▶ **WORK TO COMPLETE**: Could you return only the part of the records that opens with the line containing "of the silver" and closes with the line containing "pixel 122 27", edited so that "silver fish" becomes "shiny fish" and nothing else changes?

▶ **MATERIAL**:
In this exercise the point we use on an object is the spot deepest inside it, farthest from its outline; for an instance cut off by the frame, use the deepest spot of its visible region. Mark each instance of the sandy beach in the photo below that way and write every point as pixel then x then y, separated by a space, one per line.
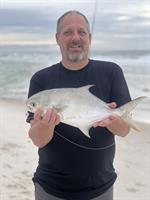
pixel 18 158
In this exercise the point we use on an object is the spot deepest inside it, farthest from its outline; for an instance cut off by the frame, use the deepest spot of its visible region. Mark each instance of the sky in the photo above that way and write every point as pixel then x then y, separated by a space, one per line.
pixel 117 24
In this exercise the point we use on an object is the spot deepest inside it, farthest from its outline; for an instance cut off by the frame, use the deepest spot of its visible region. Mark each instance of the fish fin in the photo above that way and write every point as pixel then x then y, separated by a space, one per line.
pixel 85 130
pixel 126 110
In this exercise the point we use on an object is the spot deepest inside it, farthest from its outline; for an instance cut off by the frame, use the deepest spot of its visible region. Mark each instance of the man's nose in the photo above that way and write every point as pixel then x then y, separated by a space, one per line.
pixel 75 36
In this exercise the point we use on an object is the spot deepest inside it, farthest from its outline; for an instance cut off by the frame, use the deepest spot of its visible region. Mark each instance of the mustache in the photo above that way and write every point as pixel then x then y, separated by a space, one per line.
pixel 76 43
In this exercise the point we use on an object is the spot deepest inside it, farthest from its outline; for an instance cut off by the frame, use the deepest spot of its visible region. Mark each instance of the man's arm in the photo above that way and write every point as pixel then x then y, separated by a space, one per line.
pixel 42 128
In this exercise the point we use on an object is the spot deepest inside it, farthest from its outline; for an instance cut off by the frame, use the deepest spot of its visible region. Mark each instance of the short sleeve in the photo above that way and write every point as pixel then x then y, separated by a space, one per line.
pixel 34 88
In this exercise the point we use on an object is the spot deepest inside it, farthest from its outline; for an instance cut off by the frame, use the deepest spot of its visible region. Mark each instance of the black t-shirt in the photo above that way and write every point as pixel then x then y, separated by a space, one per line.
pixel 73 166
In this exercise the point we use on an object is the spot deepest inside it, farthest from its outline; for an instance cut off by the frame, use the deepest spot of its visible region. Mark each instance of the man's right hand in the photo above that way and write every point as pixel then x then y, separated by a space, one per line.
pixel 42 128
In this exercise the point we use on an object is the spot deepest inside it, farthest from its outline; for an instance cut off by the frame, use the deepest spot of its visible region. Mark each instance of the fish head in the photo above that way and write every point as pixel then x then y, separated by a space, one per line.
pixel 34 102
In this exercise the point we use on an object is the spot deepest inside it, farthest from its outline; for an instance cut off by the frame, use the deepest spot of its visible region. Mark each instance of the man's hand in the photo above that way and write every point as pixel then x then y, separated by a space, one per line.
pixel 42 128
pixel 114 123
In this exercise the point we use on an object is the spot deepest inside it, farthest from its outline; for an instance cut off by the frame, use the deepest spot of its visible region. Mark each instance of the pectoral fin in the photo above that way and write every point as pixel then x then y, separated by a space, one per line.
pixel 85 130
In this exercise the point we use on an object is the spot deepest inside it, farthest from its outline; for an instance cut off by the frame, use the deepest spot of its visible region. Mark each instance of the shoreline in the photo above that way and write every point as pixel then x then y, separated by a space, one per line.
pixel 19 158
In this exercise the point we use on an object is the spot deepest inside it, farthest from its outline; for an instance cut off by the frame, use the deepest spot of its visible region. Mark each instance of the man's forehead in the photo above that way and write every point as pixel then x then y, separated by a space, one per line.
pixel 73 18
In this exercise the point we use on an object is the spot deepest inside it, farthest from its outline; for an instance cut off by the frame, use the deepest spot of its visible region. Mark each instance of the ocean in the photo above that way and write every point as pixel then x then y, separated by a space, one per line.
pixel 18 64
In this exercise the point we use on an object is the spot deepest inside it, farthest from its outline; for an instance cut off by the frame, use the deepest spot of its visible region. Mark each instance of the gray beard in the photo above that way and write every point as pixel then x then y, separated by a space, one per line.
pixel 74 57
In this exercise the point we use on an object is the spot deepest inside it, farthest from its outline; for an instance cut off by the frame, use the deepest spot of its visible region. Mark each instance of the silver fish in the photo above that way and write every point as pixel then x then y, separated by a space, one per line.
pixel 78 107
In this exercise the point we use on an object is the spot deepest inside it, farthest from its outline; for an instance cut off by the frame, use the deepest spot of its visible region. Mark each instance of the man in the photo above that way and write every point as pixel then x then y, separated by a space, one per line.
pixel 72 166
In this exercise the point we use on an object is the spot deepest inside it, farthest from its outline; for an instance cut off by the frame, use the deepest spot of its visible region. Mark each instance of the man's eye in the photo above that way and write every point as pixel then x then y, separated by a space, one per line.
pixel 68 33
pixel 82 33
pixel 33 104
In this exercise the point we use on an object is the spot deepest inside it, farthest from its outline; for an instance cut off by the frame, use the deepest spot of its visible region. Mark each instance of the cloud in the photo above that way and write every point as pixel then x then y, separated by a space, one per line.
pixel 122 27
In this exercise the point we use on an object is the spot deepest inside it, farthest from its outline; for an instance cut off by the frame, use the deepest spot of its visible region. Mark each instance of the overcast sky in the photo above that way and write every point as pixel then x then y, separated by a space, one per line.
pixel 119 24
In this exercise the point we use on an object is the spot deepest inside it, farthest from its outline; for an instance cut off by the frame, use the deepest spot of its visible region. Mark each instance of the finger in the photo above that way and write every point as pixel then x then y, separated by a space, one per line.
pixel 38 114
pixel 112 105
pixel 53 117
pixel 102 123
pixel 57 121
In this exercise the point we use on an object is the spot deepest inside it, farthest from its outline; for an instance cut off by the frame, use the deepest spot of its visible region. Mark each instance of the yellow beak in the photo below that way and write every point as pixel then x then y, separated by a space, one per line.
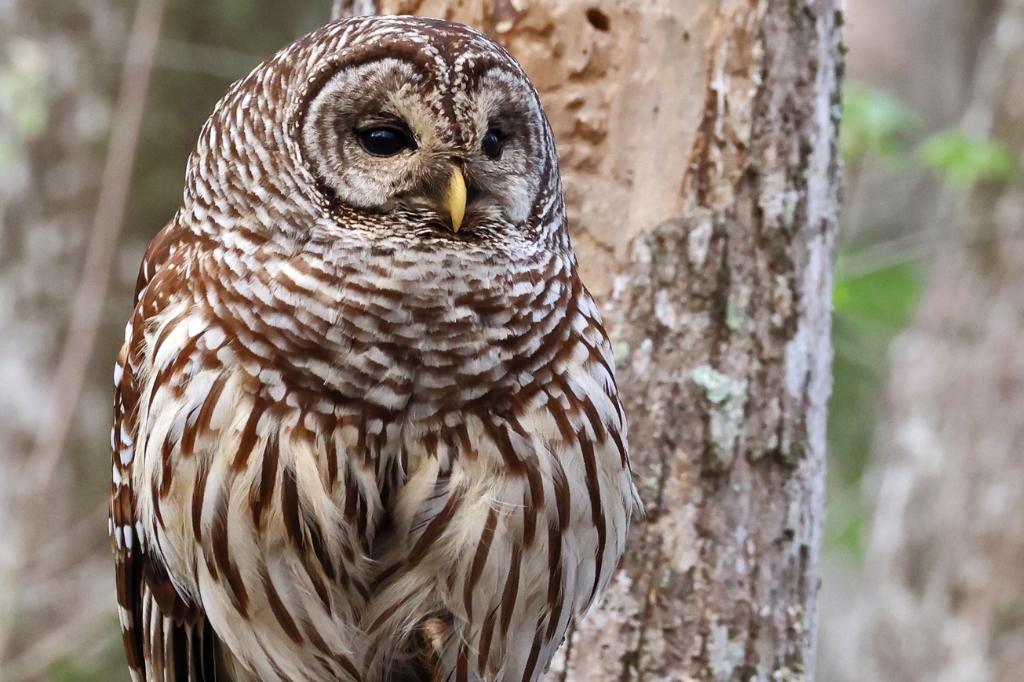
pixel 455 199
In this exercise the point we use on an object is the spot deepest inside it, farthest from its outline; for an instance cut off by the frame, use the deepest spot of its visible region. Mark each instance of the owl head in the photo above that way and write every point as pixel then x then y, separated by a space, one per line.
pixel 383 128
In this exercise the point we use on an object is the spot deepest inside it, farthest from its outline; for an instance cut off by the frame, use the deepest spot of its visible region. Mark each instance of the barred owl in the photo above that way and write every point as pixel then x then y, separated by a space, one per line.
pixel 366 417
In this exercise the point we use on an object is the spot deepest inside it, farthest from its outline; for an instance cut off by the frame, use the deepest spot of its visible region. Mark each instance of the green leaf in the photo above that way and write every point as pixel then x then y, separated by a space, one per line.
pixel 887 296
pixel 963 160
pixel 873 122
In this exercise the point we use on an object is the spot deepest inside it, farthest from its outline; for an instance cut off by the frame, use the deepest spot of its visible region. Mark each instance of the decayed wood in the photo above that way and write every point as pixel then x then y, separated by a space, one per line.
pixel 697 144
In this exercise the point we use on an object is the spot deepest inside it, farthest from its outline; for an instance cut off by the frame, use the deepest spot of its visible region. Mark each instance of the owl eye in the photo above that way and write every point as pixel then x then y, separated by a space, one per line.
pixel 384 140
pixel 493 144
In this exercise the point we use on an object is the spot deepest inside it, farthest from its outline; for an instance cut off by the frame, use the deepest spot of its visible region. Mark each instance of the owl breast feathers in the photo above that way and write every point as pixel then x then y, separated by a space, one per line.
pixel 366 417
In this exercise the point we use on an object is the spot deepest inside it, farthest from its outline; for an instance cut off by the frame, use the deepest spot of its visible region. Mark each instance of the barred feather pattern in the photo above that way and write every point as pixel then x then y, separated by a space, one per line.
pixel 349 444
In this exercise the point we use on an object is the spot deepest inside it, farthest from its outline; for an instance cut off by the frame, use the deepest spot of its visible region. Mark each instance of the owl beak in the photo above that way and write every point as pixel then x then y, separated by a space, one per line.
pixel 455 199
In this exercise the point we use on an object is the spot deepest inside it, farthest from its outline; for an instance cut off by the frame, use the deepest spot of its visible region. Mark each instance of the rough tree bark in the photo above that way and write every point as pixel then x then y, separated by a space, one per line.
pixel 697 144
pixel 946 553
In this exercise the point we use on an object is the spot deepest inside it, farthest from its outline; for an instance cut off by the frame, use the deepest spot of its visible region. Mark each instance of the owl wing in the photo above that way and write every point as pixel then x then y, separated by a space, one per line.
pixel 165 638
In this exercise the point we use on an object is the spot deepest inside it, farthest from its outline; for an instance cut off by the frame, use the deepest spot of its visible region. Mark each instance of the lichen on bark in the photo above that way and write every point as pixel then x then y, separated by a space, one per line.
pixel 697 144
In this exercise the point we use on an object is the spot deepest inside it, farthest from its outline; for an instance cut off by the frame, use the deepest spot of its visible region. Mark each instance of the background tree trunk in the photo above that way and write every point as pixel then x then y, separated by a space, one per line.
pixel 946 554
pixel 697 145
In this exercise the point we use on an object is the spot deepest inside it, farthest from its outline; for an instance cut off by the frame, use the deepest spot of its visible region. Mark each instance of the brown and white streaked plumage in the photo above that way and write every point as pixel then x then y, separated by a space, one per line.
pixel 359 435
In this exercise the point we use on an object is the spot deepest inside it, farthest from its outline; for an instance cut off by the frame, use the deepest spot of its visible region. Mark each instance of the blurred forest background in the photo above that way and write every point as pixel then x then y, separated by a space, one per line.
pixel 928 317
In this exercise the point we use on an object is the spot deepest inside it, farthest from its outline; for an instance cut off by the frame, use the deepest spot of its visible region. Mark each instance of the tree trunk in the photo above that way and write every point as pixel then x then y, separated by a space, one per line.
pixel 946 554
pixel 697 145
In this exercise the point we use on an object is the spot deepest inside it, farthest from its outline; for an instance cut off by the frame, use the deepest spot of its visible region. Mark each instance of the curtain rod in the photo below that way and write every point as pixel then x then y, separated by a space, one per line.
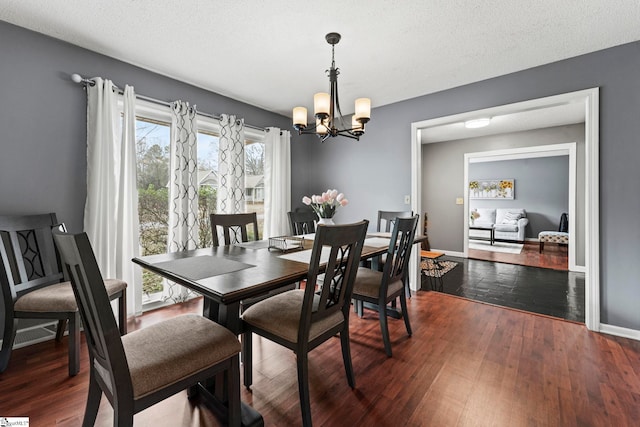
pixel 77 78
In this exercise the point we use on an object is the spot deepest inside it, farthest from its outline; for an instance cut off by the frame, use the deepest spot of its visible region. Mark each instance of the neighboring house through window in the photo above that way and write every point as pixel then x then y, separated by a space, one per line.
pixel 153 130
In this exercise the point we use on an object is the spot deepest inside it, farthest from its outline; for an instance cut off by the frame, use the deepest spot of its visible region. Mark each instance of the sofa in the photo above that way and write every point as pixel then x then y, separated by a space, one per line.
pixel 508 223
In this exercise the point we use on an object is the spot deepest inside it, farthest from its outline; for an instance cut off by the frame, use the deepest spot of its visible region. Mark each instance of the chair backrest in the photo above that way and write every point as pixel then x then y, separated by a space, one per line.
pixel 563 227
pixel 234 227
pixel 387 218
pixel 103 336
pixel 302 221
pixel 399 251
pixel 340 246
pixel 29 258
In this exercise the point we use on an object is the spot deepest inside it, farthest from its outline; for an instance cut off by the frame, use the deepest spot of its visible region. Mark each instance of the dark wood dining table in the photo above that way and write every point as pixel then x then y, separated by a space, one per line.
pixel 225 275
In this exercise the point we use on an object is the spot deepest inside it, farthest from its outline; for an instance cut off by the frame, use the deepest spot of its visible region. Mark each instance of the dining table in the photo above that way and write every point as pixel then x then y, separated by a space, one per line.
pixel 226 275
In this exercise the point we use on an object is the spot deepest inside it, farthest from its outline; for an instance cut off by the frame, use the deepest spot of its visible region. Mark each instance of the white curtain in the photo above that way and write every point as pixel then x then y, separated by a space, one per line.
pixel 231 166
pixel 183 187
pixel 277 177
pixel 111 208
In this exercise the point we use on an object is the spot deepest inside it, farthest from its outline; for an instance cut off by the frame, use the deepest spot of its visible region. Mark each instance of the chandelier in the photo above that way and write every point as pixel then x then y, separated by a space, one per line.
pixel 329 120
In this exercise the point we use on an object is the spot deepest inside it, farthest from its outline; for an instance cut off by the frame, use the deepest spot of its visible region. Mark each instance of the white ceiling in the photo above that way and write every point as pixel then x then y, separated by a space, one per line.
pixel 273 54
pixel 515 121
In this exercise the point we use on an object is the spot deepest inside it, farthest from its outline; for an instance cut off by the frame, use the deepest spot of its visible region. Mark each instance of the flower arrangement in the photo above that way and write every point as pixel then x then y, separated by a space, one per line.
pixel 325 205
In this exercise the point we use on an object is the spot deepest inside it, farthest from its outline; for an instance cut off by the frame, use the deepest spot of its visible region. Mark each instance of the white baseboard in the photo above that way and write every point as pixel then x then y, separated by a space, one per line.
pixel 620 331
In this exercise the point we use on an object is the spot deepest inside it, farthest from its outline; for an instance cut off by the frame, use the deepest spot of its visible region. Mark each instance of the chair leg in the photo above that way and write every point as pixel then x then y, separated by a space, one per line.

▶ **TASK RESULT**:
In this exercise the point we use on an object is the spot deepest inside it, farthest from its outline; for an instance cut off by the frame, use the deepest spot of its visible region. Mark each instance of the shiny fish in the photo above that way and write every point as pixel then x then y, separated by a space, one per line.
pixel 78 107
In this exercise the point we use on an object is the spot deepest inside it, farthest from its outline; for an instance cut off by the frame, use the deepest spot of its visible region. Mark each instance of the man in the photo above that way and write every point as pixel then x then y, separated by a space, one per line.
pixel 72 166
In this exercise the point we use on an object is the spot deepest inside it, farthest from its outline; for an instance cut off by the frame, use the deepest spot of its visible region. Mark each instance of the man's eye in the photo above that way and write every point as pixel then x then y, separated by a space, one per line.
pixel 68 33
pixel 82 33
pixel 33 104
In this exercise the point we use on an object is the spot deepest inside it, farthest from its outline; for an instance cut off by the frame, use the deepest spot of its visible region. Mark each instance of the cloud in the photo above that way and write every point as pixel then x then y, separated by a space, one per line.
pixel 122 27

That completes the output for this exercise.